Passage for review
______
Annotated Bibliography

  • “Tobacco.” New York State Department of Health. http://www.health.ny.gov/prevention/tobacco_control/ (accessed September 9, 2012).

This link provides the NYS DOH website that deals very extensively with cigarette smoking. Some helpful links on the website include: a current policies tab that explains in detail the initiatives the TCP (tobacco control program) has implemented in NYS, fact sheets with smoking statistics over time from first-hand smoker death to second-hand smoker death, a list of community partnerships, with phone numbers, that shows the amount of participants in the TCP’s initiatives. This will obviously help my paper because it will give me a basic understanding of the different initiatives taken and the facts about smoking that I can then translate to my paper before the discussion of the public’s reactions to the various advertisements.

  • “CDC – Smoking & Tobacco Use.” Centers for Disease Control and Prevention. http://www.cdc.gov/tobacco/index.htm (accessed September 9, 2012).

Much like the link above, this link will provide me with an even more extensive library of facts, reports, advertisement links, statistics, and information on the prevention methods used. The main difference is that this site also has downloadable PDF’s that range from yearly Surgeon General reports, NYS survey results, and graphs with statistical data based on population, race, or age over time. This is useful because it shows the initiatives that worked and those that failed, and I can then connect these to the public’s reaction.

  • “Tobacco Timeline: The Twentieth Century 1900-1949–The Rise of the Cigarette.” Tobacco.org : Welcome. http://archive.tobacco.org/resources/history/Tobacco_History20-1.html (accessed September 9, 2012)

This site is related to the above site because it has an extremely useful timeline of cigarettes in America. It also includes media coverage and newspaper headlines about cigarettes over the years. This also provides me with information about the public’s acceptance of smoking that then followed by the public’s education, and eventually, their reluctance to smoke.

  • “Plain Packaging Tobacco.” Plain Packaging Tobacco. http://www.plain-packaging.com/Templates/HomePageTemplate.aspx (accessed September 9, 2012).
______
Data provided
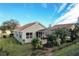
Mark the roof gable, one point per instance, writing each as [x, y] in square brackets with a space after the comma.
[28, 25]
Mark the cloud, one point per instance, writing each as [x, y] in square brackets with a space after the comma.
[62, 7]
[69, 17]
[44, 5]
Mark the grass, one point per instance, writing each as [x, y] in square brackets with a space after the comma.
[11, 47]
[14, 48]
[68, 51]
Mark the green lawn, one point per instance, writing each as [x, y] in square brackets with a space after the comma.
[13, 48]
[68, 51]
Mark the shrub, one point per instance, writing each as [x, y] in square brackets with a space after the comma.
[37, 43]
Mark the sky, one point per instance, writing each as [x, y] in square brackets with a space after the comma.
[45, 13]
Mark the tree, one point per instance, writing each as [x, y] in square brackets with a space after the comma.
[37, 43]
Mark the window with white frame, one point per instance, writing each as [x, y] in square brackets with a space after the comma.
[28, 35]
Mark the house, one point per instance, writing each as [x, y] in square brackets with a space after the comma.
[26, 33]
[67, 26]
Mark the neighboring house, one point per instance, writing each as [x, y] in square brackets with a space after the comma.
[67, 26]
[26, 33]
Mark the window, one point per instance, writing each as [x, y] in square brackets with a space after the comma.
[20, 34]
[28, 35]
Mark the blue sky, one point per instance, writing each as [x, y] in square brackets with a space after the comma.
[45, 13]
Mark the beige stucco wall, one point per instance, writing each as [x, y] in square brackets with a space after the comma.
[34, 28]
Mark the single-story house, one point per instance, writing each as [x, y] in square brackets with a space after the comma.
[67, 26]
[26, 33]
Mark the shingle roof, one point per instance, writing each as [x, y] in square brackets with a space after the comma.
[62, 25]
[25, 26]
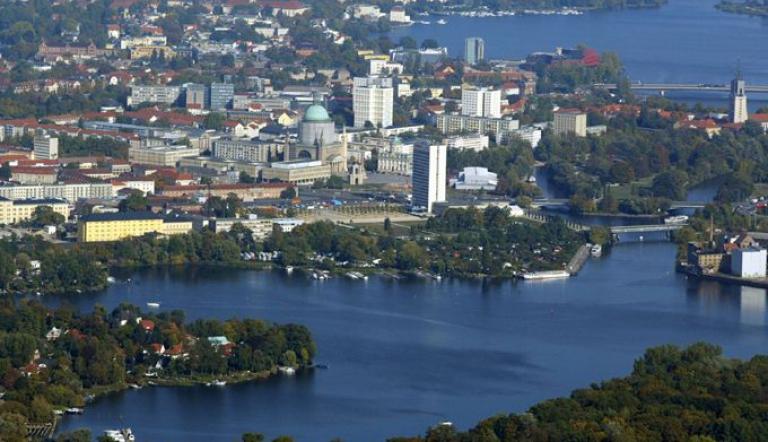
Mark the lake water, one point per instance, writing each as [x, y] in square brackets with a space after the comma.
[405, 355]
[683, 41]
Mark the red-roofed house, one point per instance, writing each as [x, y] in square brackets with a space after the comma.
[289, 8]
[147, 325]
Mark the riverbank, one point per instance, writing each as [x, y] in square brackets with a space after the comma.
______
Assignment 1
Please rewrite the paragraph in the tobacco bibliography that begins "Much like the link above" as a short bulleted list that keeps its main facts.
Assignment 2
Decide whether each statement agrees with the tobacco bibliography. Answer yes or no, and quote the words from the bibliography that settle it.
(a) The CDC site offers yearly Surgeon General reports as downloadable PDFs.
(b) The NYS DOH site's list of community partnerships includes phone numbers.
(c) The Tobacco.org timeline traces cigarettes in Europe.
Assignment 3
Continue the tobacco bibliography from its final entry onward.

Written response 1
- Like the New York State Department of Health link, the CDC link offers an even more extensive library of facts, reports, advertisement links, statistics, and information on prevention methods.
- Unlike that site, it has downloadable PDFs. These include yearly Surgeon General reports, NYS survey results, and graphs of statistical data by population, race, or age over time.
- It is useful because it shows which initiatives worked and which failed, so I can connect them to the public's reaction.

Written response 2
(a) Yes: "downloadable PDF’s that range from yearly Surgeon General reports"
(b) Yes: "a list of community partnerships, with phone numbers"
(c) No: "an extremely useful timeline of cigarettes in America"

Written response 3
This website opposes the plain packaging of cigarettes and proposes an argument against doing so. I found many sites arguing for plain packaging so this site will be useful to argue for the other side. From a first look, the site seems to be well organized with a list of issues with plain packaging and a tab filled with news coverage on the topic. It even has a neat slideshow on the homepage that presents their argument against plain packaging, although they do not back up their claims.

  • NY Times. “Smoking and Tobacco News – The New York Times.” Times Topics – The New York Times. http://topics.nytimes.com/top/reference/timestopics/subjects/s/smoking_and_tobacco/index.html (accessed September 9, 2012).

I need to include the New York Times’ Smoking and Tobacco topic site because the NY Times has a vast number of articles, blogs, and editorials about smoking. Seriously, I found articles that date back to 1988 and on that deal with the public smoking ban, surgeon general reports, smoking advertisements, smoking becoming deviant behavior, ads manipulating women, teen smoking, celebrities, Bloomberg, Big Tobacco company, etc. These articles and blogs offer the newspaper coverage my paper requires, and provides me with material to be able to compare the public opinion of cigarettes over the years.

  • “Smoke and Mirrors – NYTimes.com.” The Learning Network – The Learning Network Blog – NYTimes.com. http://learning.blogs.nytimes.com/2007/03/20/smoke-and-mirrors/ (accessed September 9, 2012).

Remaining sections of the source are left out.